#### Problem to work on:
Copy every line of the material below character for character.

========================================================================

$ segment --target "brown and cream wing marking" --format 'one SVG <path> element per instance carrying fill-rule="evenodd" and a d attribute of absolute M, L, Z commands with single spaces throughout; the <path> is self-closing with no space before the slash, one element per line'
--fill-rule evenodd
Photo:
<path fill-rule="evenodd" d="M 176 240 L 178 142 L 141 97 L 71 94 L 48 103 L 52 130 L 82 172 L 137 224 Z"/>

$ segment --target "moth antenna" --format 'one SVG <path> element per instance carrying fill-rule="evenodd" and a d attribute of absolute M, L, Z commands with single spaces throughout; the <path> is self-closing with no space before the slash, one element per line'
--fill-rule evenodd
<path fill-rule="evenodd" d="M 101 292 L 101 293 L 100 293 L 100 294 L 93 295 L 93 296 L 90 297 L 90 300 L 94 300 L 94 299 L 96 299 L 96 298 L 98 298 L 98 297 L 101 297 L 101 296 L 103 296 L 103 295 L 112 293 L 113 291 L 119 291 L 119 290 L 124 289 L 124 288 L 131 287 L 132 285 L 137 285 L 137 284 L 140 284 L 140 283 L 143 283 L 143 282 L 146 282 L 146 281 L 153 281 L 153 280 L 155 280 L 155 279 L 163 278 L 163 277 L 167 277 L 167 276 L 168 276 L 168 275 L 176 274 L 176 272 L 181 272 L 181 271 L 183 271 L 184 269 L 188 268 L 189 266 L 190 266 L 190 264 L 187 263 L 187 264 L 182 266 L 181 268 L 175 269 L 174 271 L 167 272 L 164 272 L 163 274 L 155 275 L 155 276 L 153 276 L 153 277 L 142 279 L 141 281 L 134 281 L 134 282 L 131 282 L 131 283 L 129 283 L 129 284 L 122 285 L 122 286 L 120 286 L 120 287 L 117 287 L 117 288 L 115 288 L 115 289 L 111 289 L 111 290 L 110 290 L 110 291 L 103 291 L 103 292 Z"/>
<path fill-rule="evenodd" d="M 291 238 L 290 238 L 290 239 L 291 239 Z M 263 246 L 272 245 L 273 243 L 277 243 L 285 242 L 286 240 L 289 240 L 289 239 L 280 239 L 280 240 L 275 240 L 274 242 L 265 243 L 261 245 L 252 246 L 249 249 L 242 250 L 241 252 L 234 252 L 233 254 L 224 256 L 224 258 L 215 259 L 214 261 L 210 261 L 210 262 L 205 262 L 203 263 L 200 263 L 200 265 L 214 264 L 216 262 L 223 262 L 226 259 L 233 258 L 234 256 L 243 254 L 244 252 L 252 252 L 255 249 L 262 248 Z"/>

========================================================================

#### Task solution:
$ segment --target "brown and cream wing marking" --format 'one SVG <path> element per instance carrying fill-rule="evenodd" and a d attribute of absolute M, L, Z commands with single spaces throughout; the <path> is self-closing with no space before the slash, one element per line'
--fill-rule evenodd
Photo:
<path fill-rule="evenodd" d="M 176 240 L 178 142 L 141 97 L 71 94 L 48 103 L 52 130 L 82 172 L 137 224 Z"/>

$ segment --target "moth antenna" --format 'one SVG <path> element per instance carrying fill-rule="evenodd" and a d attribute of absolute M, L, Z commands with single spaces throughout; the <path> is self-closing with no space before the slash, one element per line'
--fill-rule evenodd
<path fill-rule="evenodd" d="M 101 292 L 101 293 L 100 293 L 100 294 L 93 295 L 93 296 L 90 297 L 90 300 L 94 300 L 94 299 L 96 299 L 96 298 L 98 298 L 98 297 L 101 297 L 101 296 L 103 296 L 103 295 L 112 293 L 113 291 L 119 291 L 119 290 L 124 289 L 124 288 L 131 287 L 132 285 L 137 285 L 137 284 L 140 284 L 140 283 L 143 283 L 143 282 L 146 282 L 146 281 L 153 281 L 153 280 L 155 280 L 155 279 L 163 278 L 163 277 L 167 277 L 167 276 L 168 276 L 168 275 L 176 274 L 176 272 L 181 272 L 181 271 L 183 271 L 184 269 L 188 268 L 189 266 L 190 266 L 190 264 L 187 263 L 187 264 L 182 266 L 181 268 L 175 269 L 174 271 L 167 272 L 164 272 L 163 274 L 155 275 L 155 276 L 153 276 L 153 277 L 142 279 L 141 281 L 134 281 L 134 282 L 131 282 L 131 283 L 129 283 L 129 284 L 122 285 L 122 286 L 120 286 L 120 287 L 117 287 L 117 288 L 115 288 L 115 289 L 111 289 L 111 290 L 110 290 L 110 291 L 103 291 L 103 292 Z"/>
<path fill-rule="evenodd" d="M 291 238 L 290 238 L 290 239 L 291 239 Z M 263 246 L 272 245 L 273 243 L 277 243 L 285 242 L 286 240 L 289 240 L 289 239 L 280 239 L 280 240 L 275 240 L 274 242 L 265 243 L 261 245 L 252 246 L 249 249 L 242 250 L 241 252 L 234 252 L 233 254 L 224 256 L 224 258 L 215 259 L 214 261 L 210 261 L 210 262 L 205 262 L 203 263 L 200 263 L 200 265 L 214 264 L 216 262 L 223 262 L 226 259 L 233 258 L 234 256 L 243 254 L 244 252 L 252 252 L 255 249 L 262 248 Z"/>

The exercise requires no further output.